:: Rows
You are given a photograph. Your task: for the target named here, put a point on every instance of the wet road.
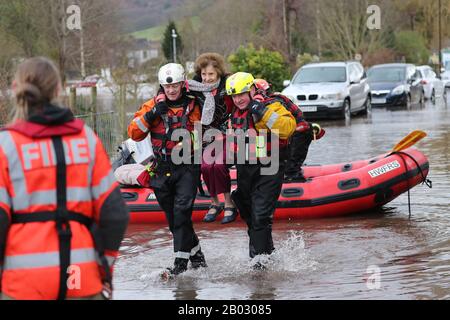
(337, 258)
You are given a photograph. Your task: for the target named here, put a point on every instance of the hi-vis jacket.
(62, 217)
(276, 118)
(179, 116)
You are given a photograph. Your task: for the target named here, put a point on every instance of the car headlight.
(290, 97)
(332, 96)
(398, 90)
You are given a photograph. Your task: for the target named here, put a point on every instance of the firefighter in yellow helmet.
(304, 134)
(257, 194)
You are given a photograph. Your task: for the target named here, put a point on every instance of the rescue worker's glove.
(318, 132)
(257, 109)
(158, 110)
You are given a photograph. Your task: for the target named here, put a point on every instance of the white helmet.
(171, 73)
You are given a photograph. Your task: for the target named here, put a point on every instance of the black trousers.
(176, 195)
(298, 150)
(256, 197)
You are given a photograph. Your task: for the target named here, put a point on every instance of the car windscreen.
(320, 74)
(388, 74)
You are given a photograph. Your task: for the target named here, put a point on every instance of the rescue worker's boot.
(179, 266)
(198, 260)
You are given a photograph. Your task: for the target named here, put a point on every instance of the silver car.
(330, 90)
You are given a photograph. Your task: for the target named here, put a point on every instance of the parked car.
(433, 87)
(395, 84)
(330, 90)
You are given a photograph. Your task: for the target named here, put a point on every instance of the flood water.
(337, 258)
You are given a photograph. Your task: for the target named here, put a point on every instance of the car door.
(363, 87)
(437, 83)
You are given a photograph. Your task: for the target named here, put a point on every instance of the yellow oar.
(409, 140)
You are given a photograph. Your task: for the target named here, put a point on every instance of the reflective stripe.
(183, 255)
(16, 173)
(110, 260)
(4, 197)
(104, 185)
(273, 117)
(195, 250)
(92, 143)
(74, 194)
(141, 125)
(46, 260)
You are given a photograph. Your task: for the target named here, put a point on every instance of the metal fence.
(107, 126)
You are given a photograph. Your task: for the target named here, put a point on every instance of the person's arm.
::::
## Stated problem
Can you output every line of the data above as a JSON list of strings, one string per line, with blank lines skipped and the picture left out?

## Solution
[
  "You are given a photograph. Your task: for the target named here, put a point on every instance of the wet road.",
  "(337, 258)",
  "You are given a photograph. Your task: for the target named here, put a point on every instance of the hi-vis jacket.",
  "(62, 217)",
  "(276, 118)",
  "(179, 116)",
  "You are given a photograph. Your task: for the target named here, put a point on every instance of the car headlight.",
  "(290, 97)",
  "(332, 96)",
  "(398, 90)",
  "You are given a photograph. Your task: for the target named here, put a point on every instance of the firefighter in yellow helmet.",
  "(304, 134)",
  "(257, 194)",
  "You are given a photograph. Your task: for the target named here, put a point on every instance of the rescue worker's glove.",
  "(318, 132)",
  "(257, 109)",
  "(158, 110)",
  "You are given a photograph. Your task: for the target named here, put a point on every instance of the white helmet.",
  "(171, 73)",
  "You are given a photograph. Your task: for the target named here, put a point on every instance of the black trousers.",
  "(176, 195)",
  "(298, 150)",
  "(256, 197)",
  "You are given a photograph. Your task: for the target named here, put a point on every instance of the car windscreen.",
  "(320, 74)",
  "(388, 74)",
  "You are given a photograph. Your task: for the target named here, put a point on every instance of the rescue worker's boot.",
  "(179, 266)",
  "(198, 260)",
  "You are given a photograph. Your task: for the target named here, put a point on every instance of the silver car.",
  "(330, 90)",
  "You are given a photograph. Your task: for the target named here, put a point on every instance of the parked car.",
  "(433, 87)",
  "(395, 84)",
  "(330, 90)",
  "You are given a photograph. Your task: for the target named here, put a point on every instance of the flood water.",
  "(337, 258)",
  "You are given a photograph. Your task: for the target named here, put a point on every instance of the car door.",
  "(363, 87)",
  "(437, 83)",
  "You are given a photograph. Your task: for the target named here, put a point on every instance of the yellow oar.",
  "(409, 140)",
  "You are given a photograph. Your task: for the target named here, put a point on every instance of the reflective stripe.",
  "(183, 255)",
  "(16, 173)",
  "(110, 260)",
  "(4, 197)",
  "(104, 185)",
  "(273, 117)",
  "(195, 250)",
  "(92, 143)",
  "(74, 194)",
  "(141, 125)",
  "(46, 260)",
  "You are given a photograph. Your task: for the target named here, put a point on every instance of the metal fence.",
  "(107, 126)",
  "You are given a photograph. Your task: for the target named here, put a point on every instance of the person's arm."
]